→ **Collected data**
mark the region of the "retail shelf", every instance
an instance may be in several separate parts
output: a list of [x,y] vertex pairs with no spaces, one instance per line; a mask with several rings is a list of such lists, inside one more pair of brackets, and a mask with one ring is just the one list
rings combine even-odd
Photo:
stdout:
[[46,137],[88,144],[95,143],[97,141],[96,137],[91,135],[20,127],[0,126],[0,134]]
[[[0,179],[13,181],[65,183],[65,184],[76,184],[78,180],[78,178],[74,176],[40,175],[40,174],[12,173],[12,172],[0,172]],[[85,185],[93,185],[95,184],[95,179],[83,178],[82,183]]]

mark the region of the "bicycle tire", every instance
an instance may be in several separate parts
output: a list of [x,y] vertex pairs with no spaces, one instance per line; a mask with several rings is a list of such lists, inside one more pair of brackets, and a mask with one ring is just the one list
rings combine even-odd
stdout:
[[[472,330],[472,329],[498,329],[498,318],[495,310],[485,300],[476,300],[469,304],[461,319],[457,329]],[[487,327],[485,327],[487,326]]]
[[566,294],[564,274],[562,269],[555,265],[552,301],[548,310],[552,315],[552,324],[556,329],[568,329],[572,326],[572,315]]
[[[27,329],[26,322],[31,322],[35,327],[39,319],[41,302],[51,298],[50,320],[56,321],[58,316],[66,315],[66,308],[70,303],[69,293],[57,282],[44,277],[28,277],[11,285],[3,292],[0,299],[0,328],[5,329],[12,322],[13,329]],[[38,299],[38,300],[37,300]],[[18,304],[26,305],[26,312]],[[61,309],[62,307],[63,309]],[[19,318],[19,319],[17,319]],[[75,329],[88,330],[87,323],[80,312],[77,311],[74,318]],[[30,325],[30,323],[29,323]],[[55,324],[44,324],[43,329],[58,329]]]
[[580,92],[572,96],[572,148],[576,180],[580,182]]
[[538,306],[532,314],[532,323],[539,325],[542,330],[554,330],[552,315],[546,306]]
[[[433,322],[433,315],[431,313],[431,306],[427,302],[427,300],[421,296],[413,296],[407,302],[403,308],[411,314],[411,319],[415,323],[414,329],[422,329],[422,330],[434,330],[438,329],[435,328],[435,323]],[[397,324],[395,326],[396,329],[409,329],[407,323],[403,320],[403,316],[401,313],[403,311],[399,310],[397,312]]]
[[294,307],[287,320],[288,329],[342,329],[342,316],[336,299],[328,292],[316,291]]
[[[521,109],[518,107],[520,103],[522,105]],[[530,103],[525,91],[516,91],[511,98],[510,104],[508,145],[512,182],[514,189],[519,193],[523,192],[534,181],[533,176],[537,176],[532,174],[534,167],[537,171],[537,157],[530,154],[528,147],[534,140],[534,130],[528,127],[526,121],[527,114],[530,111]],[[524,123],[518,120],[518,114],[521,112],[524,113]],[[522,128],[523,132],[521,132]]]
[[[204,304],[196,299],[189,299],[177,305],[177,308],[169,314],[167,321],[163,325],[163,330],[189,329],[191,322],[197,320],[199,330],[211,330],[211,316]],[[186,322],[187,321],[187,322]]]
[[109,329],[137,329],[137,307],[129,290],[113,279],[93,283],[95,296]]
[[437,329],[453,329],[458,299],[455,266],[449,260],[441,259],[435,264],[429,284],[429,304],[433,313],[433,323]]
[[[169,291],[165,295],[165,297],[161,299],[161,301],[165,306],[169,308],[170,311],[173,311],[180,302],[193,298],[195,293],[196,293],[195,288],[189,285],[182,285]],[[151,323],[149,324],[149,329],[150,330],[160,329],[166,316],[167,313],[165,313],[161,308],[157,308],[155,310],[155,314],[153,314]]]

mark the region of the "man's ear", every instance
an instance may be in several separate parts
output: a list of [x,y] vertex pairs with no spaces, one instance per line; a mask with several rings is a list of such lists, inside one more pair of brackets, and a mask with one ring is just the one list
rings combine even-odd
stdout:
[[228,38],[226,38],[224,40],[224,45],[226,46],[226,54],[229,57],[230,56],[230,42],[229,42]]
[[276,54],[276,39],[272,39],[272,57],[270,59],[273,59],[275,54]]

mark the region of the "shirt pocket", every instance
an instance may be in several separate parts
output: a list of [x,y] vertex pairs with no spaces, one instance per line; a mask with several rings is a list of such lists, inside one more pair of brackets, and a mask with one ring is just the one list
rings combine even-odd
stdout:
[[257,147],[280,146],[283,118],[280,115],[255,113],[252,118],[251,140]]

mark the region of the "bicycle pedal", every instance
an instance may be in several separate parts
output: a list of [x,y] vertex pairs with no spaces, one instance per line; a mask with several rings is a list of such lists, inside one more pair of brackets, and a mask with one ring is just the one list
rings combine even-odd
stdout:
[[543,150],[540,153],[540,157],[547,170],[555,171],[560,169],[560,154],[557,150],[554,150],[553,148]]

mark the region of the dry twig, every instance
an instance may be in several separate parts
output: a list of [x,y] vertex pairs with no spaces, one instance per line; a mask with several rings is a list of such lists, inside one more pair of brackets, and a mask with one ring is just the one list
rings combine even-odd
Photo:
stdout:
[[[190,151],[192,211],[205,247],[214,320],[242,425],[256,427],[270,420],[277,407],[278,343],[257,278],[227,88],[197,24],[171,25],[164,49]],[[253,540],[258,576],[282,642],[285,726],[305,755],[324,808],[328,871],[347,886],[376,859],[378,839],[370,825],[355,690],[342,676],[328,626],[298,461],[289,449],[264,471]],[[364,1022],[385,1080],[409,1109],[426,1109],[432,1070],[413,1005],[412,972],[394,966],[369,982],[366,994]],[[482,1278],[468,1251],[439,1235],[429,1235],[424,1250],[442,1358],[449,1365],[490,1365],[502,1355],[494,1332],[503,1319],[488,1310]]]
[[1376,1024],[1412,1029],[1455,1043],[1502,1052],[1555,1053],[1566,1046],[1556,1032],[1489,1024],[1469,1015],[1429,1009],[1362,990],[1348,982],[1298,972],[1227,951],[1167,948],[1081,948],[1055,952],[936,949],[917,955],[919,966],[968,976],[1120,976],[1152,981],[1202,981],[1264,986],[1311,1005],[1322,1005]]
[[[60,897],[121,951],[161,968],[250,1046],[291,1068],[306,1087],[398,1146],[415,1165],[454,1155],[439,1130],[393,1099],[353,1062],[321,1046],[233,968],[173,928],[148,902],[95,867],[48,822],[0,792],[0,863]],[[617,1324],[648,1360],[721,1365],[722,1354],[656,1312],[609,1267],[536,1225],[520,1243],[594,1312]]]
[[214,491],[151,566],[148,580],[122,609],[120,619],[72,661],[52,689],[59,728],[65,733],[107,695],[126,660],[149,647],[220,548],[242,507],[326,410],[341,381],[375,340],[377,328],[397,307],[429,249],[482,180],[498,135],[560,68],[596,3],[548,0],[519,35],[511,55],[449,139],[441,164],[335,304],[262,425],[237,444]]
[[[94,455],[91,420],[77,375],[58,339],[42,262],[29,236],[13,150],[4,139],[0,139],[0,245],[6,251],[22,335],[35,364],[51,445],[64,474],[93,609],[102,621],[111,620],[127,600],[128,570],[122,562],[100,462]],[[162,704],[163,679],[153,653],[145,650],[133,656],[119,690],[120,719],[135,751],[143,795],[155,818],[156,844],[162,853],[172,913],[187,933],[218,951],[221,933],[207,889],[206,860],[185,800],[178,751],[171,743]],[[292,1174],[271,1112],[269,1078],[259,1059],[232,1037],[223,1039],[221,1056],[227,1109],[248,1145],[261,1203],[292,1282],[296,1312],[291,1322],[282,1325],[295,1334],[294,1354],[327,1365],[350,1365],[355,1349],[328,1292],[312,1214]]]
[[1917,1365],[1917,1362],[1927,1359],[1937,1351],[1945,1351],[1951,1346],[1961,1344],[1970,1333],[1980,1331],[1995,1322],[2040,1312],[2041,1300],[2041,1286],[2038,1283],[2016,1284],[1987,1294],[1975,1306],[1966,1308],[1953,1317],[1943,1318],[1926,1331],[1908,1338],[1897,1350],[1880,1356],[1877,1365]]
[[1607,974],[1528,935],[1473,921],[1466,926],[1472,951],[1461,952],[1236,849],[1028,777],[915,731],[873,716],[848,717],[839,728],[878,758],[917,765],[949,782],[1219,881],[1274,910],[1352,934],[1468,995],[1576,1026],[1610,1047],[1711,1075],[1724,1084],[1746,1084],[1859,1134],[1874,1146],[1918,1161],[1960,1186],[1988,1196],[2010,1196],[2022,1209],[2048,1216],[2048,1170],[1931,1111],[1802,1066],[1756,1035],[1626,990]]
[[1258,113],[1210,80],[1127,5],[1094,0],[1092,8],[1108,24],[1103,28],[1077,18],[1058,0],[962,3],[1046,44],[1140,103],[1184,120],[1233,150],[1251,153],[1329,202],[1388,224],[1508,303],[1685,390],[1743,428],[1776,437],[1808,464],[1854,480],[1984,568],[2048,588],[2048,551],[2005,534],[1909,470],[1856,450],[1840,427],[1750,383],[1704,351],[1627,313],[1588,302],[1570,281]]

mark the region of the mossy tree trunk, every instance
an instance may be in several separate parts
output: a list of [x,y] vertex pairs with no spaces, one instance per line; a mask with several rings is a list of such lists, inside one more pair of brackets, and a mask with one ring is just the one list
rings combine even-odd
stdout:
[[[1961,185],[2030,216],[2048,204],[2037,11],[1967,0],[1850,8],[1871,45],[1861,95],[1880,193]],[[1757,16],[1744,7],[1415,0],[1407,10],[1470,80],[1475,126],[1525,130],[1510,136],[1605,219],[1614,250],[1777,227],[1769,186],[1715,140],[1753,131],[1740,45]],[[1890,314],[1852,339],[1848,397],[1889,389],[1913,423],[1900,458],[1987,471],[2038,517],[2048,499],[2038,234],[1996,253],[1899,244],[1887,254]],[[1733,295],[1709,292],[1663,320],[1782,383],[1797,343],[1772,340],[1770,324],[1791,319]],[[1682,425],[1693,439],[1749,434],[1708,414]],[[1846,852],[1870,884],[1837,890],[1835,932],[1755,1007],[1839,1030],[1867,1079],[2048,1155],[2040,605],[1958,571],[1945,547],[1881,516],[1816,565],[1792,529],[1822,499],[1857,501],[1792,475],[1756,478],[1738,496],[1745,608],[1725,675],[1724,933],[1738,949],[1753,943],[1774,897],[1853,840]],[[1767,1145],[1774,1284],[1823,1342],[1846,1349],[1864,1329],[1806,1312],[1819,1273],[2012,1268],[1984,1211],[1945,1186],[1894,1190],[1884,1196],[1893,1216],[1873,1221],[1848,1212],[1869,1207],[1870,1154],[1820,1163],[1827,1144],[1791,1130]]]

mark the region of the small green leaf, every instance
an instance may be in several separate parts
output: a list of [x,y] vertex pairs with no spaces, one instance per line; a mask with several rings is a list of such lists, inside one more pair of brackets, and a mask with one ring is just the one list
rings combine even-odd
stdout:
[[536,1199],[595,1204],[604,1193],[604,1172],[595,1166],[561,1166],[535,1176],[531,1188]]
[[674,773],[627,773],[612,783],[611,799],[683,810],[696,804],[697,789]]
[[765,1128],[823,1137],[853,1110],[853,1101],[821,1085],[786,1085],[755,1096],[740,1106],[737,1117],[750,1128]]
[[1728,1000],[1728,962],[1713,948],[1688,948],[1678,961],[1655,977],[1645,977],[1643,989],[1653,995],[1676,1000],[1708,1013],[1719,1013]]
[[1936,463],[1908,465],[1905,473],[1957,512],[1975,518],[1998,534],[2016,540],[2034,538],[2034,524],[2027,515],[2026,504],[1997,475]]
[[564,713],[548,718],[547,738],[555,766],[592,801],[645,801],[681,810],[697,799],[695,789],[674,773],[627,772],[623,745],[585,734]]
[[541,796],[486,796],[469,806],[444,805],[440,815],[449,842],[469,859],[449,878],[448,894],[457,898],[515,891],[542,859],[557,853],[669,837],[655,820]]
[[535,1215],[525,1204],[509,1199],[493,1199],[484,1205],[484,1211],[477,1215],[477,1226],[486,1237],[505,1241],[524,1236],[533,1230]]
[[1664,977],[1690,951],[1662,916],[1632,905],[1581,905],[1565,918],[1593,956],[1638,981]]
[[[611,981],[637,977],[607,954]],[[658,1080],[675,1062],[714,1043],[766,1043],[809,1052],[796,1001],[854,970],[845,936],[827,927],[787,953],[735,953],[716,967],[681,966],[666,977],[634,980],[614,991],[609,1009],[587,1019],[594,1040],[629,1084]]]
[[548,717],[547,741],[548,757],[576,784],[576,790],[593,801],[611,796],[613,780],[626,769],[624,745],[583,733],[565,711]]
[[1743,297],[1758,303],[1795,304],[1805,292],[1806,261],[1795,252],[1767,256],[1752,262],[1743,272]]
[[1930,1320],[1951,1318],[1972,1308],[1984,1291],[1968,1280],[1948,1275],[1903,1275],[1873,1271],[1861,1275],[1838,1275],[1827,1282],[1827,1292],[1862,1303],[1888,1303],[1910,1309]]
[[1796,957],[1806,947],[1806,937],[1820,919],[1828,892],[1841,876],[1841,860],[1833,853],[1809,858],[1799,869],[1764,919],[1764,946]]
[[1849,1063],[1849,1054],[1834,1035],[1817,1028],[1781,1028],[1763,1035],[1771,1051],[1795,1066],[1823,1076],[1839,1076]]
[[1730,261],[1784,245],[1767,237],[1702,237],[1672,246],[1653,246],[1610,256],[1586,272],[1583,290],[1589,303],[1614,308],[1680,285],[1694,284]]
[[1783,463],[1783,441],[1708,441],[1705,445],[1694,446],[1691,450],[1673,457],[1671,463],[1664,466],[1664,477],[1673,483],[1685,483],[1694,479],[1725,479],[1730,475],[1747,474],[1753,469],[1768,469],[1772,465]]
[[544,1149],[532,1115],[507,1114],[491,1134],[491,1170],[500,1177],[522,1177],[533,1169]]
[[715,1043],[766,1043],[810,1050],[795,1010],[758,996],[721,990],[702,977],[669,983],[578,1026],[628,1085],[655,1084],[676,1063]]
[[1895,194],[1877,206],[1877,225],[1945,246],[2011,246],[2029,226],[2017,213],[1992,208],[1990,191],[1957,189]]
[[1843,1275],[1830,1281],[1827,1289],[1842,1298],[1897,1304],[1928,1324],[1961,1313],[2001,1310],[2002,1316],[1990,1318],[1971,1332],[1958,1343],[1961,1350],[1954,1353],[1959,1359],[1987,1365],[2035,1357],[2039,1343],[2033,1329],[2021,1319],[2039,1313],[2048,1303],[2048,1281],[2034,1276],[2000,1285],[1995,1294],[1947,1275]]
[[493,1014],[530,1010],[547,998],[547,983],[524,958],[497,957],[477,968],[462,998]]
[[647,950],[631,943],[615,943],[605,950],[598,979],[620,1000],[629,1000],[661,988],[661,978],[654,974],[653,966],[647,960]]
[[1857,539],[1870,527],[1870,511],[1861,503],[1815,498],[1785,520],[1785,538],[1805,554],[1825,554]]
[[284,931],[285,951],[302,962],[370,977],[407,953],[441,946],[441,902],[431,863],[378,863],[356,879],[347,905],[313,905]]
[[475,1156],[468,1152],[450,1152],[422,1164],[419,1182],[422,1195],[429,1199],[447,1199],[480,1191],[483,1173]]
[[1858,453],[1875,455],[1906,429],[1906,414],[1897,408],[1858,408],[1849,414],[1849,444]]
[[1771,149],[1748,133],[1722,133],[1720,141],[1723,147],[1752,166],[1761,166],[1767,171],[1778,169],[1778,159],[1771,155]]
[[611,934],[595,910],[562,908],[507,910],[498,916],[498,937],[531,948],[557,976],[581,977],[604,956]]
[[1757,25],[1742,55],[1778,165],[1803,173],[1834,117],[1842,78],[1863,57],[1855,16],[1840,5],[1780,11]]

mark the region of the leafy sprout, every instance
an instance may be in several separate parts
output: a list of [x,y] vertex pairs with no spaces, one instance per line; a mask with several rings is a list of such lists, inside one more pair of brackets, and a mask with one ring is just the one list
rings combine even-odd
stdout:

→ **EXERCISE OBJECTIVE**
Whenever "region" occurs in a line of the entries, copy that line.

→ **WRITTEN REPLY**
mark the region of the "retail shelf", every instance
mark the region of the "bicycle tire", every instance
mark the region of the "man's ear", every instance
mark the region of the "shirt pocket", every instance
mark the region of the "bicycle pedal", every instance
mark the region of the dry twig, every instance
mark the region of the mossy tree trunk, every instance
mark the region of the small green leaf, every instance
mark the region of the leafy sprout, every instance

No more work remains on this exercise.